EXERCISE – Rewrite the lines as a Markdown table with two columns, Row and Line, holding each line's number and text. Start at the line containing "Note: for each instance of the brown chaps", end at the line containing "point(290, 295)", and leave out blank lines.

— begin RECORDS SUPPLIED —

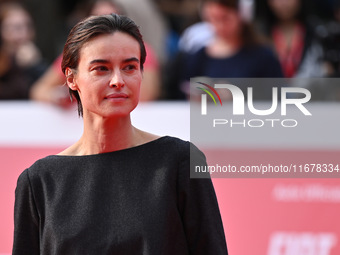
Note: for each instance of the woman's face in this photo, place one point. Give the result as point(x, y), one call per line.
point(108, 77)
point(225, 21)
point(285, 9)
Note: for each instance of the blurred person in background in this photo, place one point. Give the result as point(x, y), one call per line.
point(49, 87)
point(235, 51)
point(21, 62)
point(286, 24)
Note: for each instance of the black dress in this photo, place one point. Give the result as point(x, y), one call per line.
point(139, 200)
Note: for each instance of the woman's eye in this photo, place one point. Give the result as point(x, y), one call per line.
point(100, 68)
point(130, 67)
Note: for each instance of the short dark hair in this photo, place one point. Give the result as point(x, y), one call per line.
point(92, 27)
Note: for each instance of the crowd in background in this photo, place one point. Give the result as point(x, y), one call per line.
point(184, 39)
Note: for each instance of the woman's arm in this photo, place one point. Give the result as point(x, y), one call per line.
point(199, 209)
point(26, 219)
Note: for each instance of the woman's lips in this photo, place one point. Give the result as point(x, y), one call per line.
point(117, 96)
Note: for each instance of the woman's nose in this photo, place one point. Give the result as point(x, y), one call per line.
point(117, 80)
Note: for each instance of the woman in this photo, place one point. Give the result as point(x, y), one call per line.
point(48, 88)
point(118, 190)
point(235, 51)
point(286, 24)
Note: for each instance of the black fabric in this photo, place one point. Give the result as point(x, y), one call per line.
point(139, 200)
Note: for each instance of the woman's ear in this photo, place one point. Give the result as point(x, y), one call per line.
point(70, 79)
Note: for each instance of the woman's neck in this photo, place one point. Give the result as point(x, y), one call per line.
point(105, 135)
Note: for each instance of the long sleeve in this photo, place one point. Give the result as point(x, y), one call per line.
point(199, 210)
point(26, 220)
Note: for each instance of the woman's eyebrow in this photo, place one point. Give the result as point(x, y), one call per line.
point(104, 61)
point(133, 59)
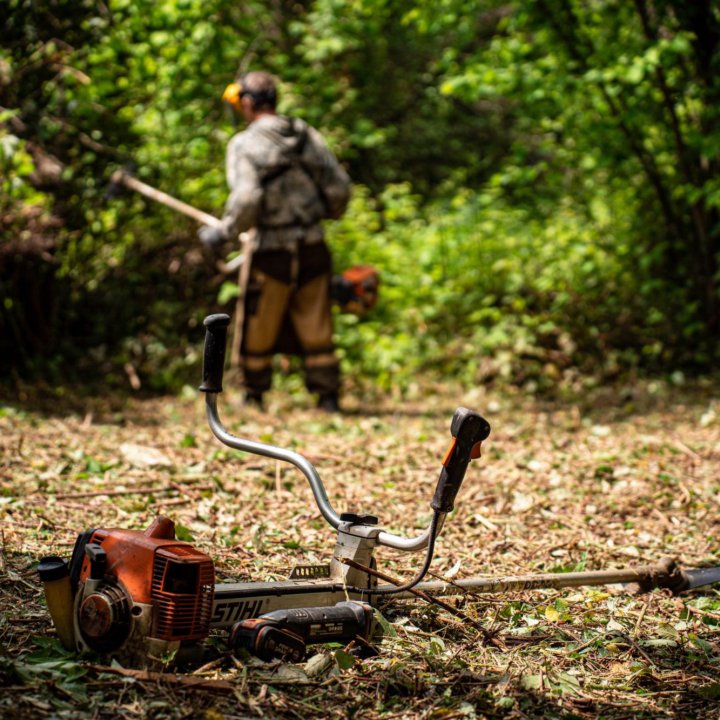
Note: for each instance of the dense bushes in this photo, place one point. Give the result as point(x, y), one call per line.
point(537, 182)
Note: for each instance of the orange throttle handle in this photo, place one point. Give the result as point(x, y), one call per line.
point(468, 430)
point(214, 355)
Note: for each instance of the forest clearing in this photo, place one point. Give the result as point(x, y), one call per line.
point(616, 478)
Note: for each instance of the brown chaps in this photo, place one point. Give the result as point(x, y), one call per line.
point(288, 311)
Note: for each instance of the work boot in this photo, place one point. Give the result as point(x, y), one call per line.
point(328, 402)
point(253, 400)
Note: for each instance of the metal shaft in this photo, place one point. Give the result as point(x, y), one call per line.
point(663, 574)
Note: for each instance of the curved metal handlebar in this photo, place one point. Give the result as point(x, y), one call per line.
point(468, 429)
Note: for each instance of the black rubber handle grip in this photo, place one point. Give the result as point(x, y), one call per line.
point(214, 355)
point(468, 429)
point(341, 622)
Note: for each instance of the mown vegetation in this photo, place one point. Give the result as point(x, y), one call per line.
point(537, 182)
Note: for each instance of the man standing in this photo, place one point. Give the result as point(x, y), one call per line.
point(283, 181)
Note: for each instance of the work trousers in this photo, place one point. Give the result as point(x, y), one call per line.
point(290, 295)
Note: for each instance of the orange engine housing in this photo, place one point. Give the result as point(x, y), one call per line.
point(149, 568)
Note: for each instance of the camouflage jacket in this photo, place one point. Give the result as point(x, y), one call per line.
point(283, 181)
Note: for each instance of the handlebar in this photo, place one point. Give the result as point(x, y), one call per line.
point(468, 430)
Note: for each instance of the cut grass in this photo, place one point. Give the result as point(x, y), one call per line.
point(591, 484)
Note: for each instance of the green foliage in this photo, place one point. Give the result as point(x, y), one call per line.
point(537, 182)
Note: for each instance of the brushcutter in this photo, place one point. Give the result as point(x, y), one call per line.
point(138, 596)
point(354, 290)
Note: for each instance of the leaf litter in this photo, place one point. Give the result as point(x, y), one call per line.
point(597, 483)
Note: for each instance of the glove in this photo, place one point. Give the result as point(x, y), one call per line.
point(211, 237)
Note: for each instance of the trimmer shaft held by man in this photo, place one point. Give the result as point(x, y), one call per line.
point(283, 182)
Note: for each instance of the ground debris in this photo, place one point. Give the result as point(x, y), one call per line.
point(560, 487)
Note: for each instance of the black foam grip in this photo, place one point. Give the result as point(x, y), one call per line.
point(214, 355)
point(468, 428)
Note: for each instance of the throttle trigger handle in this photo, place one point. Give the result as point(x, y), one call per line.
point(468, 430)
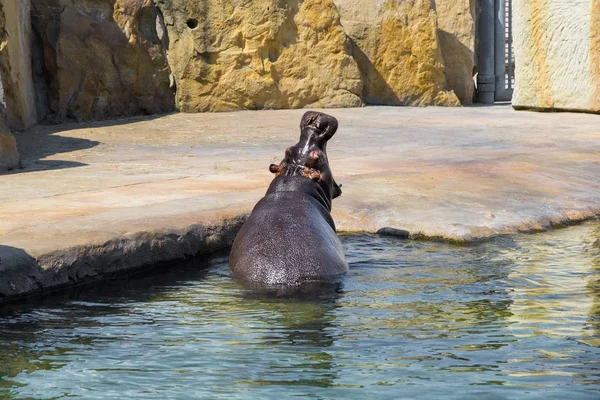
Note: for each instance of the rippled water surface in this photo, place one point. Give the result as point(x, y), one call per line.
point(515, 318)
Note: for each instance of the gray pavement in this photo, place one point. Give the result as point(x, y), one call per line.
point(145, 190)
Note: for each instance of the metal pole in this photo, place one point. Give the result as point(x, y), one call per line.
point(486, 79)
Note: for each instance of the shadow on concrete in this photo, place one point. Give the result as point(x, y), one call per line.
point(34, 146)
point(47, 140)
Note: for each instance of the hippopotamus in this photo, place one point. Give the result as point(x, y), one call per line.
point(289, 239)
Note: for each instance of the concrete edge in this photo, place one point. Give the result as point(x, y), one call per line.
point(555, 109)
point(24, 275)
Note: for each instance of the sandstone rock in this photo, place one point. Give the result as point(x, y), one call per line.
point(9, 157)
point(456, 33)
point(557, 54)
point(99, 59)
point(15, 63)
point(256, 54)
point(398, 52)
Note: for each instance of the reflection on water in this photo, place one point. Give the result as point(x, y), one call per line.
point(515, 318)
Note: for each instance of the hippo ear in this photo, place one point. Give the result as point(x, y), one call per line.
point(325, 125)
point(337, 190)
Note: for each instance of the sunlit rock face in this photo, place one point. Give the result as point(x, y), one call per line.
point(240, 54)
point(395, 43)
point(557, 54)
point(18, 94)
point(98, 59)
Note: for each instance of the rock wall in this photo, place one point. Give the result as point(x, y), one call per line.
point(15, 63)
point(9, 157)
point(557, 54)
point(239, 54)
point(395, 43)
point(456, 34)
point(99, 59)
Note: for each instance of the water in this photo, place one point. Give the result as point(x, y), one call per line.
point(515, 318)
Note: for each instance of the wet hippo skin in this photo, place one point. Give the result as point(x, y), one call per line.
point(289, 239)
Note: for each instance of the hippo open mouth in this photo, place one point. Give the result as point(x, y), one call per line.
point(290, 239)
point(308, 157)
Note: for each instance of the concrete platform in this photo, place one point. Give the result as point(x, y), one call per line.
point(93, 199)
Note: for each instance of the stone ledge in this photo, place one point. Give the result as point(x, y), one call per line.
point(23, 274)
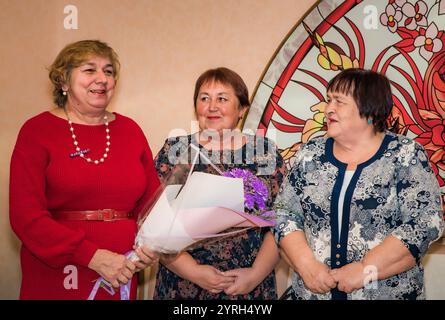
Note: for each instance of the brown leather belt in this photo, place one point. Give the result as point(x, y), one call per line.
point(93, 215)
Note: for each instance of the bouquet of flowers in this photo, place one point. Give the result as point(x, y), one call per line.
point(204, 206)
point(200, 207)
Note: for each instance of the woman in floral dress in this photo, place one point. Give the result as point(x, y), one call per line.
point(239, 266)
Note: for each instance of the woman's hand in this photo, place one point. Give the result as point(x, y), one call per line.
point(245, 280)
point(211, 279)
point(146, 258)
point(316, 277)
point(114, 268)
point(350, 277)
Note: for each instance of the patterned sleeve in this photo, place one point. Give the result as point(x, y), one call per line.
point(420, 204)
point(290, 216)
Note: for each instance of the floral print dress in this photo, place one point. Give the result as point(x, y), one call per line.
point(261, 158)
point(395, 193)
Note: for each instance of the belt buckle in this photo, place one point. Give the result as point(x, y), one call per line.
point(106, 214)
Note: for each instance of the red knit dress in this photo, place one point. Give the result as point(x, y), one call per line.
point(45, 178)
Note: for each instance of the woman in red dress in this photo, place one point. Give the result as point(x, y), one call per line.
point(79, 177)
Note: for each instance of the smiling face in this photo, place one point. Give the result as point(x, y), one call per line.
point(217, 107)
point(343, 117)
point(91, 85)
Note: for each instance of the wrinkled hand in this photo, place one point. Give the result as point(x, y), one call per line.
point(146, 258)
point(349, 277)
point(114, 268)
point(316, 277)
point(211, 279)
point(244, 281)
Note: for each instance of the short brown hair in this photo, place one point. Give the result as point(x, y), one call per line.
point(226, 77)
point(72, 56)
point(371, 92)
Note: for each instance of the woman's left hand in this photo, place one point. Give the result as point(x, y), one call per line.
point(146, 258)
point(245, 281)
point(349, 277)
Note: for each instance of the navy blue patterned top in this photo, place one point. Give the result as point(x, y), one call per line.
point(393, 193)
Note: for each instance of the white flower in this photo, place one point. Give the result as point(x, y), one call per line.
point(428, 42)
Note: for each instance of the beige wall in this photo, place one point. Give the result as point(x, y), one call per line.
point(163, 46)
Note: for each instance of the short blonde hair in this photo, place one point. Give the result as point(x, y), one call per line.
point(73, 56)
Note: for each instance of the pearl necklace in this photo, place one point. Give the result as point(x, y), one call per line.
point(76, 144)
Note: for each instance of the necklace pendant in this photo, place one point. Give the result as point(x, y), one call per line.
point(79, 153)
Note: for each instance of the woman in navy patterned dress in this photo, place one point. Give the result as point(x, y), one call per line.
point(359, 209)
point(240, 266)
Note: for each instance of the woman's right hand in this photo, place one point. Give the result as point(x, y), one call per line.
point(211, 279)
point(114, 268)
point(316, 276)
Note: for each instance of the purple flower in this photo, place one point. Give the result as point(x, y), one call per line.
point(255, 191)
point(415, 14)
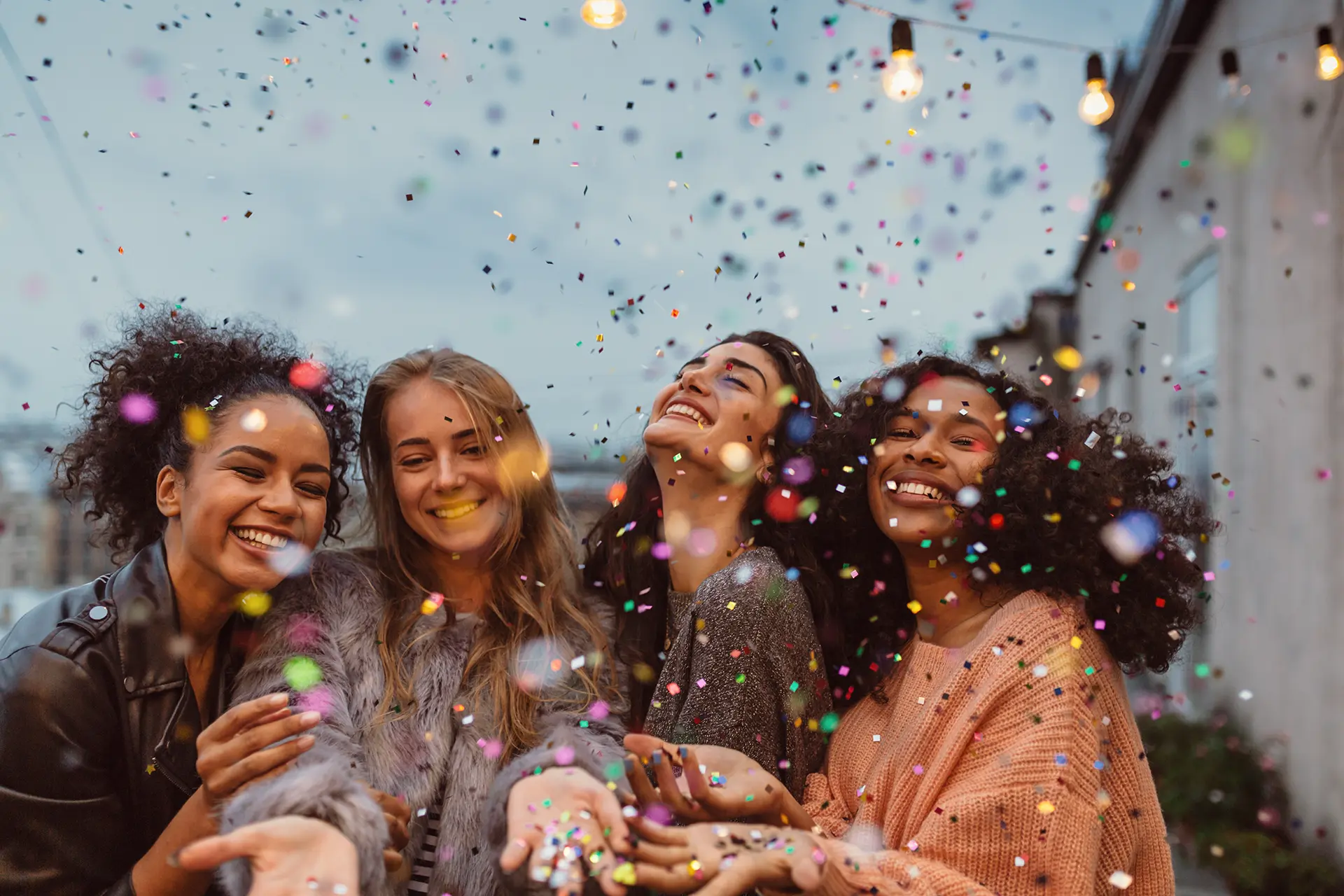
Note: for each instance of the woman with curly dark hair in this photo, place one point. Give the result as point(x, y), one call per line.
point(1003, 561)
point(217, 460)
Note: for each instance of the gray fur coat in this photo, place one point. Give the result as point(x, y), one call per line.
point(435, 755)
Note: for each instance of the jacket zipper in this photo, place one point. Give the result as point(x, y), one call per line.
point(172, 778)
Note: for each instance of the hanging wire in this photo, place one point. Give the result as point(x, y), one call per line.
point(1047, 42)
point(58, 149)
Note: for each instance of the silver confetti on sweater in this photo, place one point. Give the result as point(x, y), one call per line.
point(742, 666)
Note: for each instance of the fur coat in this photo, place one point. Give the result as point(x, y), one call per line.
point(327, 624)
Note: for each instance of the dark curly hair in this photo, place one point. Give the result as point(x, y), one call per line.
point(624, 570)
point(1054, 485)
point(179, 360)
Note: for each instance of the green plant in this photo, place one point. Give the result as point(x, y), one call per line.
point(1226, 805)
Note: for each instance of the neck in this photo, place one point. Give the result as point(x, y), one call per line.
point(952, 612)
point(465, 582)
point(695, 503)
point(204, 601)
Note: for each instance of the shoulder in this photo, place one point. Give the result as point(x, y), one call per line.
point(65, 624)
point(344, 584)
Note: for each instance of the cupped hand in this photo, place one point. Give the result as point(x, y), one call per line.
point(724, 860)
point(717, 783)
point(242, 745)
point(289, 856)
point(398, 817)
point(569, 828)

— end RECORDS SUPPLIED —

WRITTEN SOLUTION –
| Row | Line |
|---|---|
| 1 | Note: for each instance of the brown chaps in this photo, place one point. Give the result as point(x, y), one call per line. |
| 2 | point(288, 311) |
| 3 | Note: for each instance of the work boot in this photo, place one point. Give the result as point(x, y), one call per line. |
| 4 | point(328, 402) |
| 5 | point(253, 400) |
| 6 | Note: for each instance of the metal shaft in this photo, place one point. Give the result as point(x, y), one call per line. |
| 7 | point(663, 574) |
| 8 | Note: for each instance of the curved metal handlebar in this photo, place one point. Give the result as point(x, y), one call per line. |
| 9 | point(468, 429) |
| 10 | Note: for each instance of the black rubber handle grip in this photo, place one point. Give the result as point(x, y), one call per line. |
| 11 | point(214, 355) |
| 12 | point(468, 429) |
| 13 | point(341, 622) |
| 14 | Note: for each instance of the mown vegetation in this photo, place one point. Give the result as point(x, y), one call per line. |
| 15 | point(537, 182) |
| 16 | Note: for each instance of the man standing in this photo, place one point. Give the result as point(x, y), one call per line. |
| 17 | point(283, 181) |
| 18 | Note: for each instance of the work trousers in this photo, place one point. Give the result as point(x, y), one call per line. |
| 19 | point(290, 295) |